| EXTRACT PROVIDED |

Quantum Squeezing of Slow-Light Dark Solitons via Electromagnetically
Induced Transparency
- URL: http://arxiv.org/abs/2202.10458v1
- Date: Mon, 21 Feb 2022 05:33:48 GMT
- Title: Quantum Squeezing of Slow-Light Dark Solitons via Electromagnetically
Induced Transparency
- Authors: Jinzhong Zhu and Guoxiang Huang
- Abstract summary: We consider the quantum effect of slow light dark soliton (SLDS) in a cold atomic gas with defocuing Kerr nonlinearity via electromagnetically induced transparency (EIT)
We calculate the quantum fluctuations of the SLDS by solving the relevant non-Hermitian eigenvalue problem describing the quantum fluctuations.
We demonstrate that, due to the large Kerr nonlinearity contributed from the EIT effect, a significant quantum squeezing of the SLDS can be realized.

| PROVIDED INFORMATION |
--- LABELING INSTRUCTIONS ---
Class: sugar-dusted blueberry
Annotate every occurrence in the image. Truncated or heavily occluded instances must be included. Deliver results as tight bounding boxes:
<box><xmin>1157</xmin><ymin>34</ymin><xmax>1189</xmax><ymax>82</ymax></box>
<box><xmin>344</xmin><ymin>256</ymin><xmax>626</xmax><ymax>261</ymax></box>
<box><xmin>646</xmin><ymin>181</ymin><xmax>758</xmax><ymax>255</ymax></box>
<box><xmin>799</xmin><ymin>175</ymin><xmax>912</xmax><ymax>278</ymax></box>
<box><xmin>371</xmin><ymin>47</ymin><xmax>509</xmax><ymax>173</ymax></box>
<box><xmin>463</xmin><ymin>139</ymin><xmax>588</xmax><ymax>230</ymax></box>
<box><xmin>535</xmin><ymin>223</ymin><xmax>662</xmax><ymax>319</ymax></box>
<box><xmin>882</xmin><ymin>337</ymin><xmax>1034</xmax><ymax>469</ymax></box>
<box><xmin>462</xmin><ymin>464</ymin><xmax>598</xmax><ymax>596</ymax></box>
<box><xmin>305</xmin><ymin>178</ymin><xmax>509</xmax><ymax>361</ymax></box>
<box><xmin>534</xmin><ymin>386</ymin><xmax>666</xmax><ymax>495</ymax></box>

| ACTIONS TO TAKE |
1 – Reproduce the slow-light dark soliton abstract word for word, from "We calculate the" to "can be realized.".
2 – In the slow-light dark soliton abstract, how are the quantum fluctuations of the soliton calculated?

| SOLUTIONS TO THE EXERCISE |
1 –
We calculate the quantum fluctuations of the SLDS by solving the relevant non-Hermitian eigenvalue problem describing the quantum fluctuations.
We demonstrate that, due to the large Kerr nonlinearity contributed from the EIT effect, a significant quantum squeezing of the SLDS can be realized.

2 – By solving the relevant non-Hermitian eigenvalue problem that describes the quantum fluctuations.